EXTRACTED MATERIAL.
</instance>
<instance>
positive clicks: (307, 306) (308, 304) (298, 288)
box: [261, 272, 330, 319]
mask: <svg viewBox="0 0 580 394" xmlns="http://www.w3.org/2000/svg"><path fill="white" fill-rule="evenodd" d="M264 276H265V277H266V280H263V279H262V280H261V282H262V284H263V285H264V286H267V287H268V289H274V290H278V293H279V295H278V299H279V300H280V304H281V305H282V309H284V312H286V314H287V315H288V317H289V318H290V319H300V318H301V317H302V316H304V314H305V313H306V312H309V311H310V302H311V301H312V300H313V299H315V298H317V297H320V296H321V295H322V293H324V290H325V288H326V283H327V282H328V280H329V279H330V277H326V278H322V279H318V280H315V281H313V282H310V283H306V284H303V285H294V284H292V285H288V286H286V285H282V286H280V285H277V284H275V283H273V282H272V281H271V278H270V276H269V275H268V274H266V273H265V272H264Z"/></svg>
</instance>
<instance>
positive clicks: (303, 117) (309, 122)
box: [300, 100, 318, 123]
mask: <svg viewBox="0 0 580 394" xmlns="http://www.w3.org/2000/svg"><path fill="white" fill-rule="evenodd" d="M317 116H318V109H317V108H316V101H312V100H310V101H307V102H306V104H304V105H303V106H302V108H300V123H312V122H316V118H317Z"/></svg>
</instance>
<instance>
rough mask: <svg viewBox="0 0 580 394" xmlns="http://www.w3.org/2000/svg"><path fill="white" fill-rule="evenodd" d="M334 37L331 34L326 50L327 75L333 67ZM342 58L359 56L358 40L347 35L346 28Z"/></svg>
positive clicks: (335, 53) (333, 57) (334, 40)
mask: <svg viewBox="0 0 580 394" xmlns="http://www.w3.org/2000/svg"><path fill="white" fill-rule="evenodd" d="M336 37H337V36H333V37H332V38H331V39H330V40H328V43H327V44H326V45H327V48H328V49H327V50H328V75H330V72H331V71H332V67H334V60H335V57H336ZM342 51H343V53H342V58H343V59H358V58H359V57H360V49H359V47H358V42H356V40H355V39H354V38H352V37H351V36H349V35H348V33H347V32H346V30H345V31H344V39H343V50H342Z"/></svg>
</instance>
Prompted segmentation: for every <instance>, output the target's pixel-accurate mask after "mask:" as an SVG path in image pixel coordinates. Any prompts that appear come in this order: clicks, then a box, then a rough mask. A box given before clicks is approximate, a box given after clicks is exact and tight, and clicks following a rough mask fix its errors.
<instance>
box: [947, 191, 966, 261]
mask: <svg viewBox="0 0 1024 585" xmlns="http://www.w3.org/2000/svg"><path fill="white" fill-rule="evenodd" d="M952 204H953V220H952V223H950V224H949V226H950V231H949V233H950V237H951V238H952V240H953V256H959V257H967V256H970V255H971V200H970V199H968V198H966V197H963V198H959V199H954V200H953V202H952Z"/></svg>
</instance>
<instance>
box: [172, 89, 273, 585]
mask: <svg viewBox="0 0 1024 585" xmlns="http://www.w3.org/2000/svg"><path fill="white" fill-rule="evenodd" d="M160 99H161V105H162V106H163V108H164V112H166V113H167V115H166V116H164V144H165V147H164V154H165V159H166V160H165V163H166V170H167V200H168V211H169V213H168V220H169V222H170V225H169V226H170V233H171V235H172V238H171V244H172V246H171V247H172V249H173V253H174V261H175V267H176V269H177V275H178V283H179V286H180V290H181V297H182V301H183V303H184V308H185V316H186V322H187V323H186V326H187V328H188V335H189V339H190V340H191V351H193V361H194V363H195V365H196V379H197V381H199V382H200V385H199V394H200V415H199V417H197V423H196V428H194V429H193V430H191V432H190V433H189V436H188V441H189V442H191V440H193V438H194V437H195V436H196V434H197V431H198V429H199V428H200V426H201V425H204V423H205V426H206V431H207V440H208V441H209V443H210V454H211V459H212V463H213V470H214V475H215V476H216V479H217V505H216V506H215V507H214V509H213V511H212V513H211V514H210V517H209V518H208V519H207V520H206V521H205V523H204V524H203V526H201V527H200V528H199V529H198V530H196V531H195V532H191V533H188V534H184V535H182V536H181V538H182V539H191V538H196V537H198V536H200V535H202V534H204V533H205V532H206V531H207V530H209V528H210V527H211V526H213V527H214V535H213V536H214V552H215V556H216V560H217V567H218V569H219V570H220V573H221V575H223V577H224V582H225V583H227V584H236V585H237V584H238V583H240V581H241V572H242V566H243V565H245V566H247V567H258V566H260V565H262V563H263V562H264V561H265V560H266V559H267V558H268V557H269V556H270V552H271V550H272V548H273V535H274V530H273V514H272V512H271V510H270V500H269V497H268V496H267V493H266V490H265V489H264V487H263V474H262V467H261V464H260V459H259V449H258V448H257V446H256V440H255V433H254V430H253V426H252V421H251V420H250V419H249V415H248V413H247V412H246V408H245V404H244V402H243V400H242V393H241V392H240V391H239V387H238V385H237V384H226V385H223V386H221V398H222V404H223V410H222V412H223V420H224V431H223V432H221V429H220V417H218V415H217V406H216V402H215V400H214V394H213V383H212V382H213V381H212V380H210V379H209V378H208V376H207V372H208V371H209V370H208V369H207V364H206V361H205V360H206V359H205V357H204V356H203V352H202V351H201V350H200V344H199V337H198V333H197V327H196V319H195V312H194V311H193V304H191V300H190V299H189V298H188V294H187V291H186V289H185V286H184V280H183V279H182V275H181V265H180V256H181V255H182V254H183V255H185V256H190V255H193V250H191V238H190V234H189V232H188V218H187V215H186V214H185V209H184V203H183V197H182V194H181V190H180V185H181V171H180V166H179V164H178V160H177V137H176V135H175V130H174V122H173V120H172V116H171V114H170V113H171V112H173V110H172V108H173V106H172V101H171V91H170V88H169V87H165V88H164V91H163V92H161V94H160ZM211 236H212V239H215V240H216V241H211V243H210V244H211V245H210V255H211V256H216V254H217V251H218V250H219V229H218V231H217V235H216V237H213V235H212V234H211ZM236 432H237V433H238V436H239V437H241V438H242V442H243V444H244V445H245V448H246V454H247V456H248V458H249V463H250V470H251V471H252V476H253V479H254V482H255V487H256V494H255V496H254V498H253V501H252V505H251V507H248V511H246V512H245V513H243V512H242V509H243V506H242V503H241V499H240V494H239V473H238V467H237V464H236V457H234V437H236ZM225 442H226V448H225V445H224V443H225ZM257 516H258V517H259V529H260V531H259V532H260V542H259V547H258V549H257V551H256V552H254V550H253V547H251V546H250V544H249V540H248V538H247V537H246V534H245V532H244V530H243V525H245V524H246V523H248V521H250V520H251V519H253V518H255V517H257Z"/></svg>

PROBLEM DETAILS.
Your response should contain each line of the listing in which the word "rough" occurs.

SOLVED EXERCISE.
rough mask: <svg viewBox="0 0 580 394" xmlns="http://www.w3.org/2000/svg"><path fill="white" fill-rule="evenodd" d="M334 37L331 34L326 50L327 75L333 67ZM342 58L359 56L358 40L347 35L346 28Z"/></svg>
Prompted segmentation: for every <instance>, output the target's pixel-accurate mask after "mask:" as an SVG path in image pixel coordinates. Any prompts that appear come in this order: clicks, then a box, then a rough mask. A box given before clicks is approximate, a box given after clicks is exact and tight, and clicks following a rough mask fix its errors.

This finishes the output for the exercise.